§ AVAILABLE DATA:

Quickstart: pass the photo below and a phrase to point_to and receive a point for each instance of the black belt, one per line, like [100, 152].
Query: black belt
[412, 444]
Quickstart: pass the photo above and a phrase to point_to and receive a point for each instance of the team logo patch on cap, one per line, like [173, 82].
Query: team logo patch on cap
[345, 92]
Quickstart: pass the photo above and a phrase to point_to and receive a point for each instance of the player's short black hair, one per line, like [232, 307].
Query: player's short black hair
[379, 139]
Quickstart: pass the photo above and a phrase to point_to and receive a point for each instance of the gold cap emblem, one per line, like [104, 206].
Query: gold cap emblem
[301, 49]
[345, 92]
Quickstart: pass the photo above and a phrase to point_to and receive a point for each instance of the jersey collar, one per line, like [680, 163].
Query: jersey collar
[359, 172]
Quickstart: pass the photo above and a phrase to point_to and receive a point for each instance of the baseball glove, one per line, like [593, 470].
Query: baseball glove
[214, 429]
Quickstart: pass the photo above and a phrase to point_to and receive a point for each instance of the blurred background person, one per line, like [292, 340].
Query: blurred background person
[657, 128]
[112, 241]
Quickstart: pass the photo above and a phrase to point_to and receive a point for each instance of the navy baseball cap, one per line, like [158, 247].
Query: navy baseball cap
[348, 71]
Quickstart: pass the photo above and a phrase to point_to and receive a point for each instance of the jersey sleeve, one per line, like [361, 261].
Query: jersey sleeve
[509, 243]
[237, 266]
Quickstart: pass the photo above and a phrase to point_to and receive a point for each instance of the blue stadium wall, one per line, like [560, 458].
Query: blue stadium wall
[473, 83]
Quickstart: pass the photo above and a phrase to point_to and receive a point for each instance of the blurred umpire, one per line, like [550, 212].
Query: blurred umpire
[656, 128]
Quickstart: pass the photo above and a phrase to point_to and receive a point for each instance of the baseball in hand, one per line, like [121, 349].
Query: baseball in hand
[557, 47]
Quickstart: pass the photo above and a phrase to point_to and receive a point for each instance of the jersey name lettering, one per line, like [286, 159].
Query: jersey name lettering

§ WHAT TO DO:
Each line of the material that includes the string "name" is to be counted; give only the final number.

§ COMPLETED EXERCISE:
2